> [Exercise directions]: Your answer should be every line of the records that contains the word "wheel", copied as it stands.

> [Records for the task]:
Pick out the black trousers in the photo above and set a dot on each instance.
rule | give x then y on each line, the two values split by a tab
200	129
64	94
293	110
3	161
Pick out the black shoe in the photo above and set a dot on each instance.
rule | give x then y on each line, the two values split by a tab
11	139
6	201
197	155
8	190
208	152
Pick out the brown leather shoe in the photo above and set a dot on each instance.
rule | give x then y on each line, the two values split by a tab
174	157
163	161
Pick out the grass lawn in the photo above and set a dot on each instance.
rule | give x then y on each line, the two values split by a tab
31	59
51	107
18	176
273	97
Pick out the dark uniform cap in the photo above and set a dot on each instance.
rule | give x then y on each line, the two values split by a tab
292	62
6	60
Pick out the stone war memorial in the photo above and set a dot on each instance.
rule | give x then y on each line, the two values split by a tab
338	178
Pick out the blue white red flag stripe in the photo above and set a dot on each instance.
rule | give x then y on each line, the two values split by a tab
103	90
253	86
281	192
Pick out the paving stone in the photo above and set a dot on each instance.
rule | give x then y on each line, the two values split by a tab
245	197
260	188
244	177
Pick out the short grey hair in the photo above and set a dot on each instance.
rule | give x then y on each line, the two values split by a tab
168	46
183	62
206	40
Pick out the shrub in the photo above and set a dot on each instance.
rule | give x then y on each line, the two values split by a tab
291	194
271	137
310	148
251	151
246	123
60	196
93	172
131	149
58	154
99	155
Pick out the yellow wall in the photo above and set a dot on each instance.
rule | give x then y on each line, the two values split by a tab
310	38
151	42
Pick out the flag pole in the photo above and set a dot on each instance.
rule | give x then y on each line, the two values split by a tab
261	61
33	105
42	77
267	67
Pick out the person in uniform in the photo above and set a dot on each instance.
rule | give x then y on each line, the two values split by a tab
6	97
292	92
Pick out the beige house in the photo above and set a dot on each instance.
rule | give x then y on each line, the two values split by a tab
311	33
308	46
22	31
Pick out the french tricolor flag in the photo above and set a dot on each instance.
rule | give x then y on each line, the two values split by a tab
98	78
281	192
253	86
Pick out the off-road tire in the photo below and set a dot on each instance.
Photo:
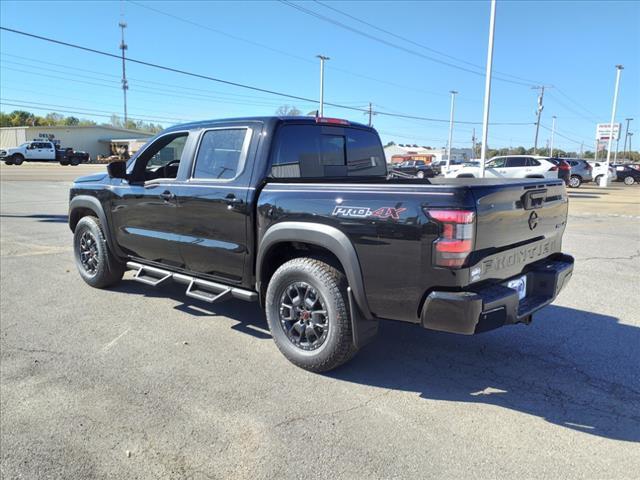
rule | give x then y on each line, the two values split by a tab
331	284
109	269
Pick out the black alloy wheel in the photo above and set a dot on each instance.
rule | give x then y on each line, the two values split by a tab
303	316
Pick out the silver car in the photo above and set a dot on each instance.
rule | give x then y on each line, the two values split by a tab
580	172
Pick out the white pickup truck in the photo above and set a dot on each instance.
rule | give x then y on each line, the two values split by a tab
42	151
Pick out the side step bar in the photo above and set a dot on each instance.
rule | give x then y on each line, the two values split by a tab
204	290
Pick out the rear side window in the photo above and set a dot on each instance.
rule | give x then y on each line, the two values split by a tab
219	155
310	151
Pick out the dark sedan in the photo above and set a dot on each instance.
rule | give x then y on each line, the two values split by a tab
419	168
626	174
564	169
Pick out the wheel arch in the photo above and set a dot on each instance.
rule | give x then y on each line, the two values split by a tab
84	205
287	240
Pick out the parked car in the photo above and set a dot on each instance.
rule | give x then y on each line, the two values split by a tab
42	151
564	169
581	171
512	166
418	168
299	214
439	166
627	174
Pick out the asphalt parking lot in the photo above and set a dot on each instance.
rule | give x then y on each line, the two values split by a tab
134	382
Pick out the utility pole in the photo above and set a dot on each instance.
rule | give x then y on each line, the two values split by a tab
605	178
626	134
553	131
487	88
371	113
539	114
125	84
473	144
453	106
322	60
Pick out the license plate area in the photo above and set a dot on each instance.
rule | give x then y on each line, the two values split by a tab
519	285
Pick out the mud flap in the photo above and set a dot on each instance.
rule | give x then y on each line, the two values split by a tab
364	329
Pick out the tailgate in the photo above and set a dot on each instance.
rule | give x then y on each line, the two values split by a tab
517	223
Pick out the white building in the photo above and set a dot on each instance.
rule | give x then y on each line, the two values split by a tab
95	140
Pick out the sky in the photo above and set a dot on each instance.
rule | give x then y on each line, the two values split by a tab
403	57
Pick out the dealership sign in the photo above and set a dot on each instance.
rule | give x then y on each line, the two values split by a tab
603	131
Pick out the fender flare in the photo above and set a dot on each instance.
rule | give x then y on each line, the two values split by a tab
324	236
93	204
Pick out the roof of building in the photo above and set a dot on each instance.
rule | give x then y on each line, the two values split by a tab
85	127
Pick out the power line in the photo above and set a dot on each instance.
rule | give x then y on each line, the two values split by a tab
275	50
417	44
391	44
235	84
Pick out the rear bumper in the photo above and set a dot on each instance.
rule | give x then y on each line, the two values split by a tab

> [Output for this task]:
Pick out the black alloy wheel in the photo above and set a dot on each instance.
Pick out the wheel arch in the photo above and set a dot on each instance.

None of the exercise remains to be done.